> **Excerpted records**:
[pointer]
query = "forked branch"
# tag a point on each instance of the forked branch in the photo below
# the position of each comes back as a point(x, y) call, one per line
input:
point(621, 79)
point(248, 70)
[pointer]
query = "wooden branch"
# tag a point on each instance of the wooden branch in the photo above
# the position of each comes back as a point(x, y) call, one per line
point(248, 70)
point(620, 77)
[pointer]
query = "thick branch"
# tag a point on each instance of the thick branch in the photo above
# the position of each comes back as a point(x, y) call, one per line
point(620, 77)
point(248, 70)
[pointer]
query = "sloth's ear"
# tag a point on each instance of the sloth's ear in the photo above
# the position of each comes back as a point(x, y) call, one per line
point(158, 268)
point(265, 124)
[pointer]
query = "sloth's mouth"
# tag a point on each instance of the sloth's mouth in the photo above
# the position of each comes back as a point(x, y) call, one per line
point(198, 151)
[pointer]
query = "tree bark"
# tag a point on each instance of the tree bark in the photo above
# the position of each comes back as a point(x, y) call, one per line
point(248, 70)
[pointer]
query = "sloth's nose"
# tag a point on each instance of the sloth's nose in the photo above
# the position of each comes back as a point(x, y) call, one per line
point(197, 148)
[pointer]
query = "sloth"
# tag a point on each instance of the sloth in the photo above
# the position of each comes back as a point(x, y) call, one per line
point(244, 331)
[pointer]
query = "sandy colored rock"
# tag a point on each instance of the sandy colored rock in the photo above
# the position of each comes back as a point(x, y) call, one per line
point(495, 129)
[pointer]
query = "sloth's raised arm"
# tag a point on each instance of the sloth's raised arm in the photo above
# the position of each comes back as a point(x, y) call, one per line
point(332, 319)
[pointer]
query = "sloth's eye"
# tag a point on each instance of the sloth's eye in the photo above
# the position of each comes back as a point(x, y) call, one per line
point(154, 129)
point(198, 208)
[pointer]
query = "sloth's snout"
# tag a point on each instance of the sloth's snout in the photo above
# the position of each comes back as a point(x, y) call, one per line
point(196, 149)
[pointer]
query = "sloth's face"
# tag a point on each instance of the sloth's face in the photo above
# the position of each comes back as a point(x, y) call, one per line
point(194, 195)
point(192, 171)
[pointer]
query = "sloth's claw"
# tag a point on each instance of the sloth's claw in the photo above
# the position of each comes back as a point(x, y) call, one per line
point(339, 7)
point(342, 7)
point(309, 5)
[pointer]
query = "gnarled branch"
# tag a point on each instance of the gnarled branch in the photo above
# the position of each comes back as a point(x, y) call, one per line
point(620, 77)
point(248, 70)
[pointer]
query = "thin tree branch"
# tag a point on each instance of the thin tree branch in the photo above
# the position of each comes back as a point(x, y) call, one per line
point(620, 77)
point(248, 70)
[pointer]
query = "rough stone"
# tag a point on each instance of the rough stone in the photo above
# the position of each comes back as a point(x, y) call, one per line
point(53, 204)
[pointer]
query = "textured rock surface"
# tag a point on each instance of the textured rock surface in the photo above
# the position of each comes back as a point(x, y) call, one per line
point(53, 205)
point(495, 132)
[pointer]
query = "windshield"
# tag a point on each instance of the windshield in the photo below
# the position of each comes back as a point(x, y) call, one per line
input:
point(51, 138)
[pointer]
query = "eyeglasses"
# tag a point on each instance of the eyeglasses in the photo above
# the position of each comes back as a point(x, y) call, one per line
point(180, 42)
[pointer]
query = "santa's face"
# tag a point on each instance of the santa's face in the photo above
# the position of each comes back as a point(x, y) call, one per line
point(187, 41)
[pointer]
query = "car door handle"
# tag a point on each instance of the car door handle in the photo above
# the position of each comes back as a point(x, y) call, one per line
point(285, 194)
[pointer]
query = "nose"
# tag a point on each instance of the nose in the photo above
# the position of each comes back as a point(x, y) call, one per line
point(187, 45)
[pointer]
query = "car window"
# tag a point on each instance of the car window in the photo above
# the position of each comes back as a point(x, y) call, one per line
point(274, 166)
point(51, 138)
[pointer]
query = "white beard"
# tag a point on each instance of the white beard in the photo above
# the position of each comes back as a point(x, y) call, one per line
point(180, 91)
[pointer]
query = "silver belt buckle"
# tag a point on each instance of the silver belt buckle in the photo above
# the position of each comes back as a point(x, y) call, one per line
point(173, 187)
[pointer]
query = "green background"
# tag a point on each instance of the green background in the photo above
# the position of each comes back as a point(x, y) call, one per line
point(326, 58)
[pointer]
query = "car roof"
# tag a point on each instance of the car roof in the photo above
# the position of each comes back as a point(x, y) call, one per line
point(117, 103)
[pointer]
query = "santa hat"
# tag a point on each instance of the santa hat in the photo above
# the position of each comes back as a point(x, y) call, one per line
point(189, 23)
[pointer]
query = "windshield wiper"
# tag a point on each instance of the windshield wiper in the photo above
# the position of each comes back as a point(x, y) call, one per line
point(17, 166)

* * *

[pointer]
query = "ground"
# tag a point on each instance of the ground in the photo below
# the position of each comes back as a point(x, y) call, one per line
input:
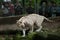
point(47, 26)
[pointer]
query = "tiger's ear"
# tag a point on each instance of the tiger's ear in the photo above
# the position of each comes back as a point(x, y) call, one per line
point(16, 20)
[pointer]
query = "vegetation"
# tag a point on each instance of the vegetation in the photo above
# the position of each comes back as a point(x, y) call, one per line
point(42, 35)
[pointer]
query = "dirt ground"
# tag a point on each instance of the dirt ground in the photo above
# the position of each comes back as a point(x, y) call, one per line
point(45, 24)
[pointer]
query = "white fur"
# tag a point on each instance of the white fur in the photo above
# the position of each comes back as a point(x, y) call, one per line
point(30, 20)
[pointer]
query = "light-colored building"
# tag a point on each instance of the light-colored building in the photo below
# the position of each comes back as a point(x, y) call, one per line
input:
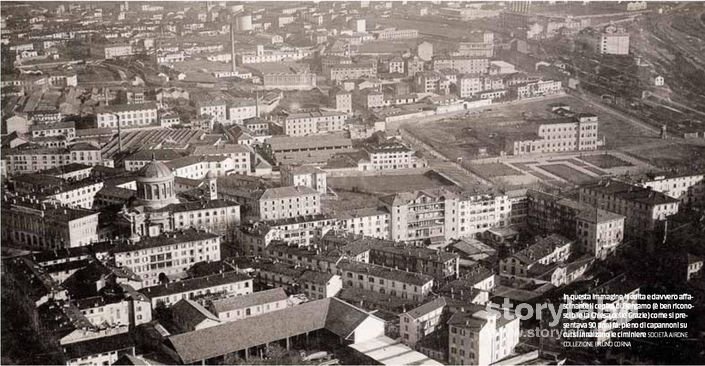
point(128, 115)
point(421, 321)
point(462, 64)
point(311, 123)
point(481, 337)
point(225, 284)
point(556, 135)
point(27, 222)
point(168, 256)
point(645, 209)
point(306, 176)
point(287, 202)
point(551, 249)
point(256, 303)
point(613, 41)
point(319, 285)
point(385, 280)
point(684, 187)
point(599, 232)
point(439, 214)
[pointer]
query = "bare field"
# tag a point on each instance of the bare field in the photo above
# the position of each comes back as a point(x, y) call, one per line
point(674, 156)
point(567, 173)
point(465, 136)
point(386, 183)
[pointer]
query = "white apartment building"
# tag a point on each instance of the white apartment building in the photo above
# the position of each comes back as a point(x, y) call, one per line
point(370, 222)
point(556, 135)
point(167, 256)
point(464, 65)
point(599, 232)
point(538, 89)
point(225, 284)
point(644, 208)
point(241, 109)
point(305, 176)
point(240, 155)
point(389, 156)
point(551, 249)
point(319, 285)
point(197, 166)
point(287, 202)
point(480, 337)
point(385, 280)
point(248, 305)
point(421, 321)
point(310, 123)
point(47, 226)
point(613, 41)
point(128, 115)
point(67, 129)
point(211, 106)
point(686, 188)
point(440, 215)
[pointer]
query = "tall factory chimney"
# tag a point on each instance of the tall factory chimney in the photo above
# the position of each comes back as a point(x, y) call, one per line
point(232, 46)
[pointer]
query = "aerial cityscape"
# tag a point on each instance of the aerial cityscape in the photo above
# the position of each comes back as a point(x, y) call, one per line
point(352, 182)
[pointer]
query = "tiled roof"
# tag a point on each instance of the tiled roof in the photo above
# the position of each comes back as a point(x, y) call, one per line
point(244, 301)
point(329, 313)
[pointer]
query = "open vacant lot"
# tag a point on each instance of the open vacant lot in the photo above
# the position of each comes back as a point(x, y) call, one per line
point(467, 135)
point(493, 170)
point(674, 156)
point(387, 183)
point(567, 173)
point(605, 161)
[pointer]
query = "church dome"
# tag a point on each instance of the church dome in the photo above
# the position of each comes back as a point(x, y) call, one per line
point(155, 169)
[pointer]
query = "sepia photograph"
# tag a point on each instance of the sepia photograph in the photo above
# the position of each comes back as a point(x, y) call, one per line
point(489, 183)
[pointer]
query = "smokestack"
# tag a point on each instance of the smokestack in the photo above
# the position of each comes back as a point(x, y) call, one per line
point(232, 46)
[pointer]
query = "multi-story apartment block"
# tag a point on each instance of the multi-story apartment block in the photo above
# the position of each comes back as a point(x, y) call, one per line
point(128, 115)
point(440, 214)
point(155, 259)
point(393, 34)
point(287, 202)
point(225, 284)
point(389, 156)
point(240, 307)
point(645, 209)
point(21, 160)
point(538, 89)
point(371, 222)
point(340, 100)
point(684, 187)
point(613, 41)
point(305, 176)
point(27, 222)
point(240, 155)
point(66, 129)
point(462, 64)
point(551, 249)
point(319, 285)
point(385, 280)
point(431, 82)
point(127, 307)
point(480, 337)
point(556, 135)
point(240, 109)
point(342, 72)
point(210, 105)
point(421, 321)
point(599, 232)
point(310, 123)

...

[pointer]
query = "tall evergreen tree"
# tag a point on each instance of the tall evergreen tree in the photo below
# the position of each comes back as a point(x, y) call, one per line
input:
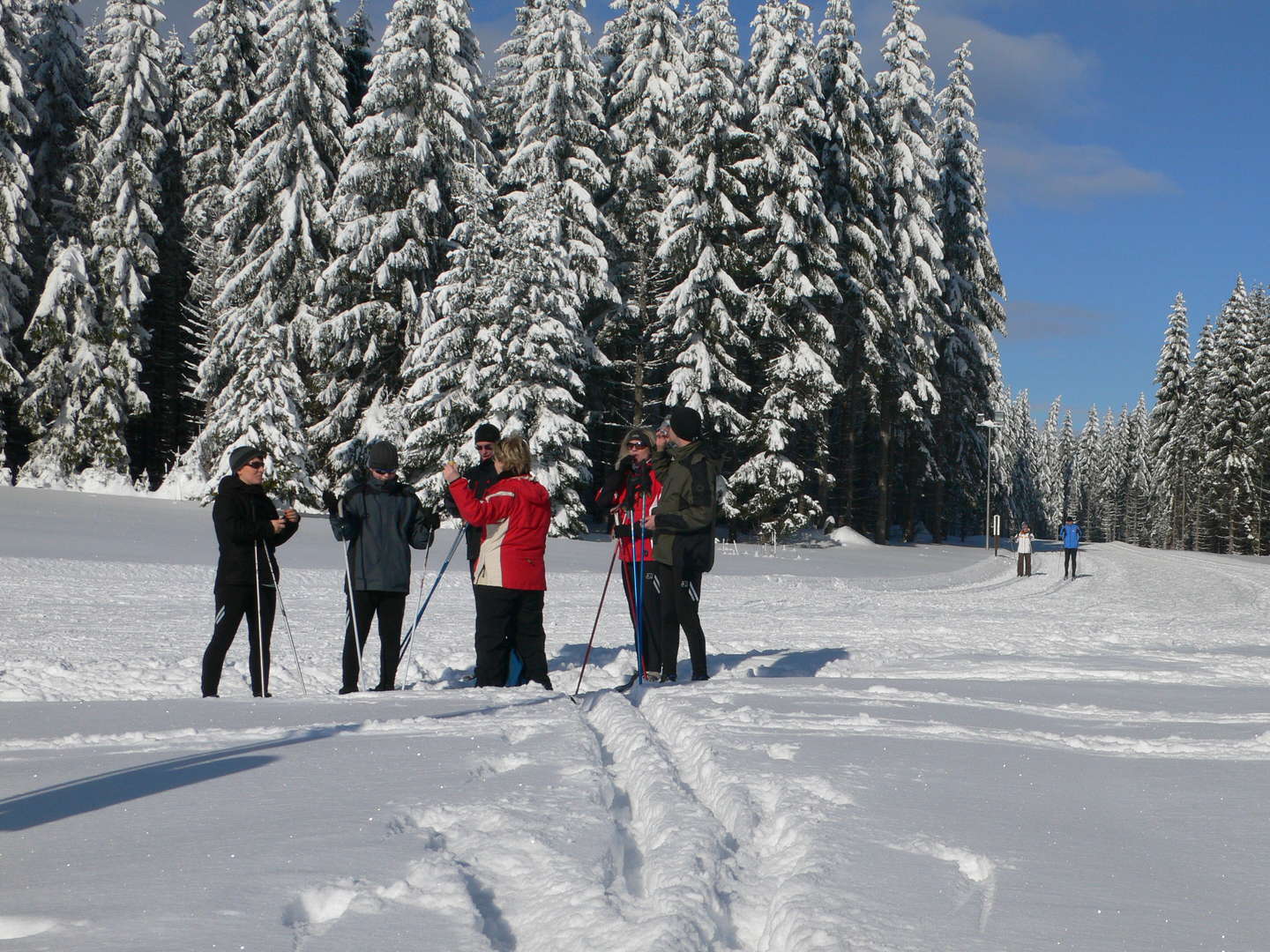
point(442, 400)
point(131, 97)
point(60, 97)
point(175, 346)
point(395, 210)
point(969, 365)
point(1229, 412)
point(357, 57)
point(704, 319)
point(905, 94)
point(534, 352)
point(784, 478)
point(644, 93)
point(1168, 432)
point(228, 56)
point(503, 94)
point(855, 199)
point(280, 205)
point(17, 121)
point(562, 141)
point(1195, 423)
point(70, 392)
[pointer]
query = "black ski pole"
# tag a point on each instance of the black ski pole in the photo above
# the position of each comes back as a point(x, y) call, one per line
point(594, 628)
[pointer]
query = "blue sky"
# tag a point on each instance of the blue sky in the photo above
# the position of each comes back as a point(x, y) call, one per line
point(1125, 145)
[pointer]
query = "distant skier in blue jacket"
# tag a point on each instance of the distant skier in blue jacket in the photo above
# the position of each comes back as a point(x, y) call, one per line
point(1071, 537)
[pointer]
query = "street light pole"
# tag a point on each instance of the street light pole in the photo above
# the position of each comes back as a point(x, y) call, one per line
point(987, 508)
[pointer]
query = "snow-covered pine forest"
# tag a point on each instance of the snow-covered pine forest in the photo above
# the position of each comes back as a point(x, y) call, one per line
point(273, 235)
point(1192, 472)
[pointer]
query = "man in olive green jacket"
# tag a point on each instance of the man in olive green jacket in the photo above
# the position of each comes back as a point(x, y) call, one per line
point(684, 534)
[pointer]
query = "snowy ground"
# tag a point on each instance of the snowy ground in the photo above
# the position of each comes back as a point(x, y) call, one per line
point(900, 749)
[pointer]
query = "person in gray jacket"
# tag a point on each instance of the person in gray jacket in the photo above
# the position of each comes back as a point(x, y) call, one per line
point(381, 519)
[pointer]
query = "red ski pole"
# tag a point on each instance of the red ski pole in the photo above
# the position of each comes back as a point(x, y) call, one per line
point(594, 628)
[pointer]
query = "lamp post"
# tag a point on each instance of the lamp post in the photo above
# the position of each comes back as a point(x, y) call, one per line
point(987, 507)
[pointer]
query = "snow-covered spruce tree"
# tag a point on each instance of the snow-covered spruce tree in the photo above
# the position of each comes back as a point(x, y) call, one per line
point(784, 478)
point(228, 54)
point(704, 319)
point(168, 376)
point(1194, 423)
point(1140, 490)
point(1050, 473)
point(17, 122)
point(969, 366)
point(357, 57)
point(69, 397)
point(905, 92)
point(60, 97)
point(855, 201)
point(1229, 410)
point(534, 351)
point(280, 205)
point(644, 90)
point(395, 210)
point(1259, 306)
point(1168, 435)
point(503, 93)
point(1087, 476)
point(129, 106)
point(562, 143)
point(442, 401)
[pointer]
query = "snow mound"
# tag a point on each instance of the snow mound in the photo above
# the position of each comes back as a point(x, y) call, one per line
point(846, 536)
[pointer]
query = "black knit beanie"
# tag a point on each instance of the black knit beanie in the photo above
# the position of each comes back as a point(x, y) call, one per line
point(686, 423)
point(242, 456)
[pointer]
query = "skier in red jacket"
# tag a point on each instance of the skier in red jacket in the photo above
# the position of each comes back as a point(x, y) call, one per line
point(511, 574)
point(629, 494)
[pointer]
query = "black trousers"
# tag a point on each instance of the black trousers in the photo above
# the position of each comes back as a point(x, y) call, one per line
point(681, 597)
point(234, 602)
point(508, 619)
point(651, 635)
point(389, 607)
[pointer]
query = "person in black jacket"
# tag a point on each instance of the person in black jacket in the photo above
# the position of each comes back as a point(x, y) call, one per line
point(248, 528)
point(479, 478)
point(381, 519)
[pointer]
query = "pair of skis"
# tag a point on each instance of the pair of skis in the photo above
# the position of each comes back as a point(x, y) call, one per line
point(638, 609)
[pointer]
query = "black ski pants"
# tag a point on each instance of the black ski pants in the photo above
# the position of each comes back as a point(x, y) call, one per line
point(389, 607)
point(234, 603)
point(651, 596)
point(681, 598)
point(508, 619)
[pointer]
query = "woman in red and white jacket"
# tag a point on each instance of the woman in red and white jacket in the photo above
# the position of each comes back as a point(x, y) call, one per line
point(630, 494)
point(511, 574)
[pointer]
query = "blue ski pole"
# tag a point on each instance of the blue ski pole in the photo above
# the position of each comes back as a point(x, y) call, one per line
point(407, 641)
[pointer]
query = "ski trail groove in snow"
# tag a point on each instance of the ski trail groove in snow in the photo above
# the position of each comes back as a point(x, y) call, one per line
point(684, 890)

> **Required action**: Whenever a line of the entries contains the string "post", copy that line.

> **Exercise solution**:
query = "lamp post"
# tag a point on each instance of the lamp post in the photo above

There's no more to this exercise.